* Stored records
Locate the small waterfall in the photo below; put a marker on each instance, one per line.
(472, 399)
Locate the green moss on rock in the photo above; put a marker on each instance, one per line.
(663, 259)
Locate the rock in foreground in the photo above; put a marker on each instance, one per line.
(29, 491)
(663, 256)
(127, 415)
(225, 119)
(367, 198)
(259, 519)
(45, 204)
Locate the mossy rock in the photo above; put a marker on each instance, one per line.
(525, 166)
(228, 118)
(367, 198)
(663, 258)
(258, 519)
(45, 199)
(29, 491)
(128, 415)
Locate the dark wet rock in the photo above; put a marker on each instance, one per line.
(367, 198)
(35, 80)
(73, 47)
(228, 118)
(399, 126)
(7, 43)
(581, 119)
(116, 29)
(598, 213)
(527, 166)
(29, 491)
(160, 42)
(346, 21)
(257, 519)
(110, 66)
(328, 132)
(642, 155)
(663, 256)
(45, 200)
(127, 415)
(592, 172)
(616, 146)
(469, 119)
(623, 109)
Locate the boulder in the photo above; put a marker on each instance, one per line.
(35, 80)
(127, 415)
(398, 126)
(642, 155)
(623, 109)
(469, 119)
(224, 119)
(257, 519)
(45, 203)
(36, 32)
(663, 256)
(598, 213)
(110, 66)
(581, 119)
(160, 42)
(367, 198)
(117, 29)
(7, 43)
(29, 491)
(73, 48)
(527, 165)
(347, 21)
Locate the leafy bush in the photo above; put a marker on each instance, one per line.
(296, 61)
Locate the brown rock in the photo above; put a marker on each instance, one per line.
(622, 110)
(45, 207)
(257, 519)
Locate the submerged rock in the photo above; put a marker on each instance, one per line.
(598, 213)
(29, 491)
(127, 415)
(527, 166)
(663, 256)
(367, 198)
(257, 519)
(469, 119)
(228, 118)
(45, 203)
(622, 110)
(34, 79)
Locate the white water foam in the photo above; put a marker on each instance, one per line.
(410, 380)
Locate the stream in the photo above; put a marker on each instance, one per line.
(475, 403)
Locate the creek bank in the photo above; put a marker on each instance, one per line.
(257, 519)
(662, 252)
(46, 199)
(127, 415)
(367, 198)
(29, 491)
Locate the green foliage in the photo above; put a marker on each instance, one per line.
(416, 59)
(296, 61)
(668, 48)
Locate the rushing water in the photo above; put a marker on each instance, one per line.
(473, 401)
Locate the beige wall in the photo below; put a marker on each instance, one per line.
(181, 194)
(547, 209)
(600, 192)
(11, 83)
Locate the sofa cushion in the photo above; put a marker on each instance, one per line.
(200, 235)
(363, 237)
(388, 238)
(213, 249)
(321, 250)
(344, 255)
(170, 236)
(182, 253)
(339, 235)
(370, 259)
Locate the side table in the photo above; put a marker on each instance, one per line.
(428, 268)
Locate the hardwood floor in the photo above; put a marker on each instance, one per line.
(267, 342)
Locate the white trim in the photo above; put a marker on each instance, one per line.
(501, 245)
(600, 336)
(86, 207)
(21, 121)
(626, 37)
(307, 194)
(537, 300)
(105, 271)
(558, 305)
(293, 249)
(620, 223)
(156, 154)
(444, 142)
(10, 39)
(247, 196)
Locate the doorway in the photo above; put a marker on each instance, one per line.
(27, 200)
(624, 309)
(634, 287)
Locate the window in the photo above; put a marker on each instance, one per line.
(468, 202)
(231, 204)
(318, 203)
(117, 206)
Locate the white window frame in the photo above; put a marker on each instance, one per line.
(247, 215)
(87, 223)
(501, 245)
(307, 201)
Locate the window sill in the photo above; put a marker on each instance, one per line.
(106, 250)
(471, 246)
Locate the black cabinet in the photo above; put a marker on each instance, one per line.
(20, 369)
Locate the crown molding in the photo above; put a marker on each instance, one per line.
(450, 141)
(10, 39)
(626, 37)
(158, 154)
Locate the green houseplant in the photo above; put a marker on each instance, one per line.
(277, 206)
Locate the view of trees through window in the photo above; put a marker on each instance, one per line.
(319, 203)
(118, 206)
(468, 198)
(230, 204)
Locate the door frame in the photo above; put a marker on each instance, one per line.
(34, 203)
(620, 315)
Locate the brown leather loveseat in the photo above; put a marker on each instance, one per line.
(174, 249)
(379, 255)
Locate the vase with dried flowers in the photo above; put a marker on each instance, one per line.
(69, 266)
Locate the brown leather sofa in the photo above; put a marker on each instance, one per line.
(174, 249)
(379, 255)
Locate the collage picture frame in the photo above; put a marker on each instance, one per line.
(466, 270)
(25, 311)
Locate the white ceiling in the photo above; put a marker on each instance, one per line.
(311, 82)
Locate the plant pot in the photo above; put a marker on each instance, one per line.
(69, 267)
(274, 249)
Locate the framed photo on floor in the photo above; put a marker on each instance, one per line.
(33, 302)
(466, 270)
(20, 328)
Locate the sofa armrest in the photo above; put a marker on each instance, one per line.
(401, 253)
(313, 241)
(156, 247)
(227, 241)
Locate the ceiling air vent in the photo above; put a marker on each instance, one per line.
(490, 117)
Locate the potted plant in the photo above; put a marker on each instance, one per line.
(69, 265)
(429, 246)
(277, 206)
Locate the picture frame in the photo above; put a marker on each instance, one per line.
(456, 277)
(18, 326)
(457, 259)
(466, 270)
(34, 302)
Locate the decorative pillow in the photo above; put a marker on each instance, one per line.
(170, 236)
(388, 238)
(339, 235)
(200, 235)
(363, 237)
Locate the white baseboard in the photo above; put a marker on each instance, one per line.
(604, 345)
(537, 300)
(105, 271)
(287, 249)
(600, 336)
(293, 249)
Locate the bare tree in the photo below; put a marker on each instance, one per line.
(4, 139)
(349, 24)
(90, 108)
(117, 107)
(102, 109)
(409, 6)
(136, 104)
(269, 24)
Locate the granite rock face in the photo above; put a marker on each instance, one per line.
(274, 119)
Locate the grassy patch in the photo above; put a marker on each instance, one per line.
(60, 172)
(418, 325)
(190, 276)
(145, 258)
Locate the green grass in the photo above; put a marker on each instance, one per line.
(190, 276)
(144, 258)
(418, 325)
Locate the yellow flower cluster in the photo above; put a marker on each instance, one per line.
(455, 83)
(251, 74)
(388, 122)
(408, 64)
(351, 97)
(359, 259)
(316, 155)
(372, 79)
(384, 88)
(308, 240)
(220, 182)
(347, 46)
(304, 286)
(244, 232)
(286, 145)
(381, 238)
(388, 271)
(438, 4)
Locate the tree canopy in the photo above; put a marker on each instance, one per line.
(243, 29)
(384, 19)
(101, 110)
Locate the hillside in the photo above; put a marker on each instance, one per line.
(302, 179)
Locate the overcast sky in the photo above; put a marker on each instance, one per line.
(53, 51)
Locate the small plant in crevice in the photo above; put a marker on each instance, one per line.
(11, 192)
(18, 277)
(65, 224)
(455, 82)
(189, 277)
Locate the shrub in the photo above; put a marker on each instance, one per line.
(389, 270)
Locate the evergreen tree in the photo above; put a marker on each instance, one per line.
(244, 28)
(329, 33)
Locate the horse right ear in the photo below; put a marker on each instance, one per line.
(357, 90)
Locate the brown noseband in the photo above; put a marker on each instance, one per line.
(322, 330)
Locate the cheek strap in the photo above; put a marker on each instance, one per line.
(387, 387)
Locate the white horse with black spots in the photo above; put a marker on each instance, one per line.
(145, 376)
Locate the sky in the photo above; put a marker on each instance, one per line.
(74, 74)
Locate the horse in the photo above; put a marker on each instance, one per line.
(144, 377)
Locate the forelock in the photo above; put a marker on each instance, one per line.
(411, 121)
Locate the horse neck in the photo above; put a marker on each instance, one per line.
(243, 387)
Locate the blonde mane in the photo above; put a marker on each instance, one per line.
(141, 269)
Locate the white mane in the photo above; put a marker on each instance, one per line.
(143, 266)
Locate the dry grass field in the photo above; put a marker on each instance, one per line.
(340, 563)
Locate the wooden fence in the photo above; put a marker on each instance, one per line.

* Task prompt
Write out exactly the lines of the entries above that run from the line containing "Locate the forelock" through the last line, including both.

* Written solution
Locate the forelock in the photo above; put a marker on each instance, one per line.
(411, 121)
Locate the horse neck in the photo above; put a marker on each instance, one per line.
(243, 387)
Locate the blonde mane in the photo above; put a marker on each instance, one per line.
(141, 269)
Locate the white mane in the photo above; put a marker on each instance, one per line.
(143, 266)
Locate the dry grass field in the photo above; put a marker on each instance, one per line.
(340, 563)
Locate the wooden fence in the photo above; put a marker on each instance, one per line.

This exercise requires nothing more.